- **Study text**:
-- Opening Marker --

While we found a few more recent ST prevalence surveys and observational studies on the risks associated with ST use, big evidence gaps still remain. The ST surveillance data for many countries are either absent or outdated. The biggest gap is in the lack of observational studies on the risks associated with various types of ST used both within and between countries. While longitudinal studies take time, global surveillance of ST products, their chemical composition and risk profile can help improve the precision of future estimates. As cancer registries become more established around the globe, their secondary data analysis can also provide opportunities to estimate ST-related risks.

ST is the main form of tobacco consumption by almost a quarter of all tobacco users in the world. Yet, its regulation and control lags behind that of cigarettes. The diversity in the composition and toxicity of ST products and the role of both formal and informal sectors in its production, distribution and sale make ST regulation a particular challenge. In a recent policy review of 180 countries that are signatories to WHO FCTC, we found that only a handful of countries have addressed ST control at par with cigarettes [93]. The regulatory bar is often much lower for ST than cigarettes [94]. Where ST control policies are present, there are gaps in their enforcement [95]. On the other hand, Sweden has demonstrated what can be achieved through strong regulations; ST-related harm has not only been reduced significantly, but snus is now used to reduce harm from smoking. Countries where ST use is popular and poses risks to health need to prioritise ST control and apply WHO FCTC articles comprehensively and evenly across all forms of tobacco.

-- Closing Marker --

- **What the task asks**:
List every citation number that appears in square brackets in the text on ST use and regulation. The lines that come next are separate material, not part of the text on ST use and regulation.

Saved data entries
-- Opening Marker --

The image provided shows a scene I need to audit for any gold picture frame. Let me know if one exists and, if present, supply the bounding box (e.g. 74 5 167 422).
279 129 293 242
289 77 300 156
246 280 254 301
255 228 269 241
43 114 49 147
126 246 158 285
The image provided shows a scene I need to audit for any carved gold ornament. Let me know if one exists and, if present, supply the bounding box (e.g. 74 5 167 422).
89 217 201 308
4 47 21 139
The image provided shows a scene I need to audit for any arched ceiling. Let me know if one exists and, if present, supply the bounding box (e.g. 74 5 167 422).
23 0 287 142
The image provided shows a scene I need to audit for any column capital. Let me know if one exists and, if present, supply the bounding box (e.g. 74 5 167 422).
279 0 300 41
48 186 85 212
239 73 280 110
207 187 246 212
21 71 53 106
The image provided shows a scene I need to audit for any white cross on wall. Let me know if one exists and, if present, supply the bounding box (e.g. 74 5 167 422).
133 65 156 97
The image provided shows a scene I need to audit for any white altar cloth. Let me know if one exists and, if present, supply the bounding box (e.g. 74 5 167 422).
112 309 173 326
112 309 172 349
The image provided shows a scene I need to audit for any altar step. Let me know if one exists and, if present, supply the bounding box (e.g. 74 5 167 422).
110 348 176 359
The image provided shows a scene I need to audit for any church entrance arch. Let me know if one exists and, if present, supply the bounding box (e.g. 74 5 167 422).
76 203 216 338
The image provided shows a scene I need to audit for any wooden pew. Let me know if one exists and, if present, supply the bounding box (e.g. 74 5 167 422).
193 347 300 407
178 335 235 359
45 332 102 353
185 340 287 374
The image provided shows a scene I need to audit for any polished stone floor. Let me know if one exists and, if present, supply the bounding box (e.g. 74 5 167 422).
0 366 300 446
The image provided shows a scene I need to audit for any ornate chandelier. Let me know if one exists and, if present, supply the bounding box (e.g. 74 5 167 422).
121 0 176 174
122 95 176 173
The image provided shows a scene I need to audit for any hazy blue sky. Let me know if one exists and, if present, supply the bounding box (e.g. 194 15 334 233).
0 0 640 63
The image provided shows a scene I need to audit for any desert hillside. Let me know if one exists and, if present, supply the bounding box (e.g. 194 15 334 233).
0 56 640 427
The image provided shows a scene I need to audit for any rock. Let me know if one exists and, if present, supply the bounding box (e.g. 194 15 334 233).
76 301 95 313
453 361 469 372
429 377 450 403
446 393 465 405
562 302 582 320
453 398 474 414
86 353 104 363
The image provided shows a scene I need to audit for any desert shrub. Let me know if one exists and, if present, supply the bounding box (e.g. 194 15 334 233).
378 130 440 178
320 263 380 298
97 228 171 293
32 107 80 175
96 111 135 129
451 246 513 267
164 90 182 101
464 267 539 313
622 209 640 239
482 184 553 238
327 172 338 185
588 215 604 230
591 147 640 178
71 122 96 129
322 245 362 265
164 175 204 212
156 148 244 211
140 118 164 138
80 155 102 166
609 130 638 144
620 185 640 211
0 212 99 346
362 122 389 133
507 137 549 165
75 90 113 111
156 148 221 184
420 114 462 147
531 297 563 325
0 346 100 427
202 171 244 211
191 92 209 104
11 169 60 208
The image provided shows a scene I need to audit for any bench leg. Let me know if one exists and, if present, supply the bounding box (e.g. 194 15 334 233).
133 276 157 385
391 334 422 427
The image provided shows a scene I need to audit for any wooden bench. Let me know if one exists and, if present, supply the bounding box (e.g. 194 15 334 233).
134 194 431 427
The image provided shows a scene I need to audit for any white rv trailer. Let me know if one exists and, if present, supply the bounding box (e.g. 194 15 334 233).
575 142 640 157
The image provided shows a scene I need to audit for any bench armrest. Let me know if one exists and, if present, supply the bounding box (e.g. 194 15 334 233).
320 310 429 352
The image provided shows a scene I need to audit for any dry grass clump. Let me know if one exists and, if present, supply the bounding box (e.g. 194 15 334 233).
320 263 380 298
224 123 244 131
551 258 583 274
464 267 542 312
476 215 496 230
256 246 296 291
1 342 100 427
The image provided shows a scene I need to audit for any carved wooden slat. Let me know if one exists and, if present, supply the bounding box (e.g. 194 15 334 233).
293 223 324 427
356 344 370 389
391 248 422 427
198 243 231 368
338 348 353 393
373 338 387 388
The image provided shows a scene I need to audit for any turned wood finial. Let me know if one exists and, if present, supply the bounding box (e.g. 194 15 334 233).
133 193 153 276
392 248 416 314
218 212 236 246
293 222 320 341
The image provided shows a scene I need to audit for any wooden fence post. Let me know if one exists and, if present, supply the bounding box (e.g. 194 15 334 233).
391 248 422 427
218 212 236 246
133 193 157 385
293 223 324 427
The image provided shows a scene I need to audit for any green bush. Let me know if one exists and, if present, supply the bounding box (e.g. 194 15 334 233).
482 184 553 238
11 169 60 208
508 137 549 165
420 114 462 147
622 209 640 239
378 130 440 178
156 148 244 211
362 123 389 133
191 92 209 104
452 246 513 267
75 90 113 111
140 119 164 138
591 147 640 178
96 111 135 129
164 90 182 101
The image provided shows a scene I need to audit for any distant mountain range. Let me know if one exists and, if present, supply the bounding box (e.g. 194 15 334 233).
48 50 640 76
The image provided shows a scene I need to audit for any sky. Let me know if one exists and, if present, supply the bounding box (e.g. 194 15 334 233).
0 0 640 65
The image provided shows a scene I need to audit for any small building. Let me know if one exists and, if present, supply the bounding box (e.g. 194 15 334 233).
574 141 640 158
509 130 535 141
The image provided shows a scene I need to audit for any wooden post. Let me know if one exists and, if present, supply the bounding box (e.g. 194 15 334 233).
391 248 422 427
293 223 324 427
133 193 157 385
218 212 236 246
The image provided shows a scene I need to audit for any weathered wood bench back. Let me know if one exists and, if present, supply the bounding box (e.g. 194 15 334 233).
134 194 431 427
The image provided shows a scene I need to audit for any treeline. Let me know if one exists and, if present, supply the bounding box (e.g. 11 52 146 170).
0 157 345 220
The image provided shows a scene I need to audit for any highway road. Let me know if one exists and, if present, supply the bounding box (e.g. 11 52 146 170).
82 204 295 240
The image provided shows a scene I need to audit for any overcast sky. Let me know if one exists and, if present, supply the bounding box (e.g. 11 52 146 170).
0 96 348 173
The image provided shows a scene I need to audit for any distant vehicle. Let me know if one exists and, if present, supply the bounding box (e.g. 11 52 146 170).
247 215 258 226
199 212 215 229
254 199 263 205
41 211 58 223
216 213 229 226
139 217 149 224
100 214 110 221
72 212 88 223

-- Closing Marker --

- **Finished exercise**:
[93], [94], [95]